# start of Records for the exercise

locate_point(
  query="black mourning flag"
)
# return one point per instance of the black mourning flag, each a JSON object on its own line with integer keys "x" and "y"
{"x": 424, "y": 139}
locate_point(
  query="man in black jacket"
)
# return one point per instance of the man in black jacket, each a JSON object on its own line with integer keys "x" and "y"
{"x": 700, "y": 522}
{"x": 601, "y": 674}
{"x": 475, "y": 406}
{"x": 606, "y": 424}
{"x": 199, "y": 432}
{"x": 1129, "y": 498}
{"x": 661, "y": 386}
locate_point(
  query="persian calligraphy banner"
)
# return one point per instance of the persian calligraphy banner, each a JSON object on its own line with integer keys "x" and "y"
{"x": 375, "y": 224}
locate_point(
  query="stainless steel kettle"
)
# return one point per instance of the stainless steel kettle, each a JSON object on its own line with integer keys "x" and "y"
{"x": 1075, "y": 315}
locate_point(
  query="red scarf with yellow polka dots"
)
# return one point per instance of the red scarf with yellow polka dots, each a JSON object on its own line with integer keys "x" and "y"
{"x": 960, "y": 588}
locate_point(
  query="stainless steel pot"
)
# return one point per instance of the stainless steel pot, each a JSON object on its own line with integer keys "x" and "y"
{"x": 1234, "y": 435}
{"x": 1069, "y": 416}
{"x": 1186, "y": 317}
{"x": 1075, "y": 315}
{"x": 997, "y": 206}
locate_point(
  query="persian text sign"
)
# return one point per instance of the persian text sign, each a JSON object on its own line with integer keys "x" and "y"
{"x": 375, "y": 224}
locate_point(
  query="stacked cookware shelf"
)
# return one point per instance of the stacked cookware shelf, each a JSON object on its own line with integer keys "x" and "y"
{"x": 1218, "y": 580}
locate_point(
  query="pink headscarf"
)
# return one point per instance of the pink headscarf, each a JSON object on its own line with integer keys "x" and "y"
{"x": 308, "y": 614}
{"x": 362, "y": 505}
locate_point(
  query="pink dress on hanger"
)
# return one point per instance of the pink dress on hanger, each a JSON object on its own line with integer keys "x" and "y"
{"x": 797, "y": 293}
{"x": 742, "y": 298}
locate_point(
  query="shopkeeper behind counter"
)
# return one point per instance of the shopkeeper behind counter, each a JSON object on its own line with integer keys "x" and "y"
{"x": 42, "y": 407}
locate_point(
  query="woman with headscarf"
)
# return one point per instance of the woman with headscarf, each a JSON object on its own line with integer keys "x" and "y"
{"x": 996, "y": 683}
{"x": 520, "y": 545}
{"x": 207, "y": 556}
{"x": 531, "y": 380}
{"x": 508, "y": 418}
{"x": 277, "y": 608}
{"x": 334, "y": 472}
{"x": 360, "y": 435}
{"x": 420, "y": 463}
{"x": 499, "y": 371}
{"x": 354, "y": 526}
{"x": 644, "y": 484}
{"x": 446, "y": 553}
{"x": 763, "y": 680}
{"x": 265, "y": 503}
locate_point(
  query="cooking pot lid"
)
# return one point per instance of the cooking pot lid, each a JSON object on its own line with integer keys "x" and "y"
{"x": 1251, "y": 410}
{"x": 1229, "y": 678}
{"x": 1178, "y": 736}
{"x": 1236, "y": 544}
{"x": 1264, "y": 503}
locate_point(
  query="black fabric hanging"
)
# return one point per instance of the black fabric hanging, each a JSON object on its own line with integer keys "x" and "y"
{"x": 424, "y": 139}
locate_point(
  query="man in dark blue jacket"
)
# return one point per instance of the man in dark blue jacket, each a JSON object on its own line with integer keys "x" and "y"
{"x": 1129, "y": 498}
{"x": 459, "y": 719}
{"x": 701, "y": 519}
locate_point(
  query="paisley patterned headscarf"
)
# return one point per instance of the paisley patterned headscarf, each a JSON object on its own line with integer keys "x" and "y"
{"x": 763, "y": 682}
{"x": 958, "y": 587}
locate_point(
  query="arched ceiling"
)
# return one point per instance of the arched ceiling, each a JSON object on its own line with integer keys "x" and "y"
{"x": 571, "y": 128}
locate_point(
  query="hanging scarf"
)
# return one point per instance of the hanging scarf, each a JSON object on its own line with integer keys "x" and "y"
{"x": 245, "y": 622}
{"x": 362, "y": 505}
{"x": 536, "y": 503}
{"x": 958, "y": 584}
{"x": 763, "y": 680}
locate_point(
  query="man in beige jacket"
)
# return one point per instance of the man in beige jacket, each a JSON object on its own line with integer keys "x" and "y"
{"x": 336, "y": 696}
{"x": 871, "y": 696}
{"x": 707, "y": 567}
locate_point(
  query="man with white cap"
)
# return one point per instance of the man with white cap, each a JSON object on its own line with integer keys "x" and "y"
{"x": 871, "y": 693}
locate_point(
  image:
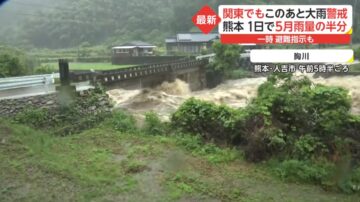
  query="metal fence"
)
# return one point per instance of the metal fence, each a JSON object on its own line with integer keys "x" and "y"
{"x": 27, "y": 81}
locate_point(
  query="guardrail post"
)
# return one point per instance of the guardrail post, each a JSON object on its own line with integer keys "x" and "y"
{"x": 66, "y": 91}
{"x": 64, "y": 72}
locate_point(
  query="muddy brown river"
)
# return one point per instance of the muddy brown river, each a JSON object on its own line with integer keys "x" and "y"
{"x": 167, "y": 97}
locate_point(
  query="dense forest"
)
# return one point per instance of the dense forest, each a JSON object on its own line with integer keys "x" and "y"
{"x": 64, "y": 24}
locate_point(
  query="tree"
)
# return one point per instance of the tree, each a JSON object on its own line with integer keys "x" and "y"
{"x": 226, "y": 56}
{"x": 14, "y": 62}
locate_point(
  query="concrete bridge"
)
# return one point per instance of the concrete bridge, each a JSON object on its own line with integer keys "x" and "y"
{"x": 190, "y": 71}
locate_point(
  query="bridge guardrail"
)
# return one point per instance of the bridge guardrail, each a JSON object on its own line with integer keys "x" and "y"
{"x": 27, "y": 81}
{"x": 133, "y": 72}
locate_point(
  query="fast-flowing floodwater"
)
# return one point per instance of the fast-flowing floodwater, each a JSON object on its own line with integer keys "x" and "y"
{"x": 167, "y": 97}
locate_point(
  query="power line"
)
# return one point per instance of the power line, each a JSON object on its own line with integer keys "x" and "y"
{"x": 41, "y": 5}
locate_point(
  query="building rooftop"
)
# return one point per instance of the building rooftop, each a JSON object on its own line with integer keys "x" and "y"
{"x": 135, "y": 44}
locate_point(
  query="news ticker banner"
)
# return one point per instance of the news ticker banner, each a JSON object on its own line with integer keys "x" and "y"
{"x": 278, "y": 24}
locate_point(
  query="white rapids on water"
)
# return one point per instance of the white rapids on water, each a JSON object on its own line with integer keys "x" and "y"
{"x": 167, "y": 97}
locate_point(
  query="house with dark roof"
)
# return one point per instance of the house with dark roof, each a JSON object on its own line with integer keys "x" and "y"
{"x": 191, "y": 43}
{"x": 133, "y": 49}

# end of Records for the exercise

Return the material exactly as given, apart from the pictures.

locate_point(
  query="black mourning flag"
)
# return one point per instance of the black mourning flag, each a JSON object on its own line with integer keys "x" and "y"
{"x": 424, "y": 139}
locate_point(
  query="man in black jacket"
)
# return one point per instance of the man in black jacket, each a JSON object on its own line with integer keys "x" and "y"
{"x": 700, "y": 522}
{"x": 601, "y": 674}
{"x": 475, "y": 406}
{"x": 606, "y": 424}
{"x": 199, "y": 432}
{"x": 1129, "y": 498}
{"x": 661, "y": 386}
locate_point(
  query="persian calligraphy banner"
)
# return one point per instance of the persian calligraphy banner, each a JSON object on its own line with integer keys "x" and "y"
{"x": 375, "y": 224}
locate_point(
  query="stainless steel kettle"
)
# return one point per instance of the stainless steel kettle, each a JSON object on its own line with integer keys "x" and "y"
{"x": 1075, "y": 315}
locate_point(
  query="red scarf with yellow polka dots"
)
# return one point per instance of the red scarf with yellow polka dots, each a JSON object on its own line with integer keys "x" and "y"
{"x": 960, "y": 588}
locate_point(
  query="stainless steel pot"
)
# return one point per instance of the stainless steel pot, each a JSON object on its own line with integer keys "x" and "y"
{"x": 1234, "y": 435}
{"x": 1069, "y": 416}
{"x": 1186, "y": 317}
{"x": 1075, "y": 315}
{"x": 997, "y": 206}
locate_point(
  query="persian text sign"
)
# return one point per instance of the persian text sign, each a JSON object on its own line with integer keys "x" and "y"
{"x": 375, "y": 224}
locate_point(
  query="stacked cookware shelf"
)
# return one point per instance of the stacked cookware shelf, each a JSON object on its own line with integer keys "x" and "y"
{"x": 1218, "y": 580}
locate_point(
  query="pink headscarf"
)
# return one point per instance of the pink headscarf, each a JSON object on its own line with integer keys "x" and "y"
{"x": 308, "y": 614}
{"x": 362, "y": 505}
locate_point(
  query="pink dress on hanger"
)
# return one point per instance of the pink dress on hanger, each a JSON object on its own line with integer keys "x" and "y"
{"x": 797, "y": 293}
{"x": 742, "y": 298}
locate_point(
  query="shopkeeper behind counter"
)
# return one point per instance of the shopkeeper behind counter, each a JSON object on its own line with integer keys "x" and "y"
{"x": 42, "y": 407}
locate_point(
  query="woman with headscarf"
)
# return one point per instance of the woman with headscarf, each a JSON object on its own line with integer keys "x" and "y"
{"x": 996, "y": 683}
{"x": 520, "y": 545}
{"x": 207, "y": 556}
{"x": 531, "y": 380}
{"x": 508, "y": 418}
{"x": 277, "y": 608}
{"x": 334, "y": 472}
{"x": 360, "y": 435}
{"x": 420, "y": 463}
{"x": 499, "y": 371}
{"x": 354, "y": 526}
{"x": 644, "y": 484}
{"x": 446, "y": 553}
{"x": 763, "y": 680}
{"x": 265, "y": 503}
locate_point(
  query="cooking pot lid"
)
# return one point per instance of the cooking pot lid, each a JSON object on its own line with integer keys "x" and "y"
{"x": 1251, "y": 410}
{"x": 1229, "y": 678}
{"x": 1178, "y": 736}
{"x": 1236, "y": 544}
{"x": 1264, "y": 503}
locate_point(
  query="black fabric hanging"
)
# return one point per instance of the black fabric hanging, each a JSON object on its own line with integer keys "x" and "y"
{"x": 424, "y": 139}
locate_point(
  query="man in dark blue jacket"
)
# return one point per instance of the man in dark blue jacket, each a JSON object on its own line with integer keys "x" and "y"
{"x": 1129, "y": 498}
{"x": 459, "y": 719}
{"x": 701, "y": 519}
locate_point(
  query="paisley patterned headscarf"
)
# return one point per instance of the paisley patterned headscarf, each a JSON object on its own line with integer keys "x" and "y"
{"x": 763, "y": 682}
{"x": 958, "y": 587}
locate_point(
  query="arched ceiling"
)
# return one point per instance of the arched ceiling, each a JSON object on its own line with integer keys "x" and "y"
{"x": 571, "y": 128}
locate_point(
  query="hanging scarf"
)
# return one point per instance of the hanging scarf, each a JSON object on its own line with integer keys "x" and "y"
{"x": 245, "y": 622}
{"x": 362, "y": 505}
{"x": 536, "y": 503}
{"x": 958, "y": 584}
{"x": 763, "y": 680}
locate_point(
  query="man in beige jacket"
)
# return one point per instance of the man in beige jacket, each a JSON object on its own line with integer keys "x" and "y"
{"x": 336, "y": 696}
{"x": 871, "y": 696}
{"x": 707, "y": 567}
locate_point(
  query="man with white cap"
)
# return one point per instance of the man with white cap, each a JSON object on its own line with integer keys "x" and "y"
{"x": 871, "y": 693}
locate_point(
  image:
  query="metal fence"
)
# return one point per instance of the metal fence, each a JSON object on its own line with integer keys "x" and "y"
{"x": 27, "y": 81}
locate_point(
  query="guardrail post"
)
# return one point per instance of the guardrail post, each a JSON object on its own line with integer keys "x" and "y"
{"x": 66, "y": 91}
{"x": 64, "y": 72}
locate_point(
  query="muddy brown river"
)
# return one point per instance of the muddy brown river, each a JSON object on its own line with integer keys "x" and "y"
{"x": 167, "y": 97}
locate_point(
  query="dense forest"
)
# return one point per instance of the dense forest, each a JSON object on its own line with integer keys "x" and "y"
{"x": 64, "y": 24}
locate_point(
  query="tree"
)
# return one point per instance of the tree, each a JSON object on its own line with integer keys "x" and "y"
{"x": 226, "y": 56}
{"x": 14, "y": 62}
locate_point(
  query="concrete bridge"
)
# return one point per instance of the concrete bridge, each a JSON object on its own line with integer keys "x" and "y"
{"x": 190, "y": 71}
locate_point(
  query="bridge guardrail"
)
# return one point per instance of the bridge guardrail, each a JSON object on its own line with integer keys "x" and "y"
{"x": 27, "y": 81}
{"x": 133, "y": 72}
locate_point(
  query="fast-flowing floodwater"
)
# return one point per instance of the fast-flowing floodwater, each a JSON object on its own line with integer keys "x" and "y"
{"x": 167, "y": 97}
locate_point(
  query="power line"
)
# return one point per instance of the power line, each a JSON object on its own line with integer keys "x" and "y"
{"x": 41, "y": 5}
locate_point(
  query="building rooftop"
)
# return one point per instance of the building rooftop, each a JSON object on its own line with integer keys "x" and "y"
{"x": 135, "y": 44}
locate_point(
  query="news ticker banner"
)
# return one point per instance of the news ticker banner, each a JSON object on its own line with integer keys "x" and "y"
{"x": 278, "y": 24}
locate_point(
  query="white rapids on water"
)
# return one point per instance of the white rapids on water, each a JSON object on its own line with integer keys "x" and "y"
{"x": 167, "y": 97}
locate_point(
  query="house with dark roof"
)
# return one point per instance of the house with dark roof, each a JSON object on its own line with integer keys "x" and "y"
{"x": 191, "y": 43}
{"x": 133, "y": 49}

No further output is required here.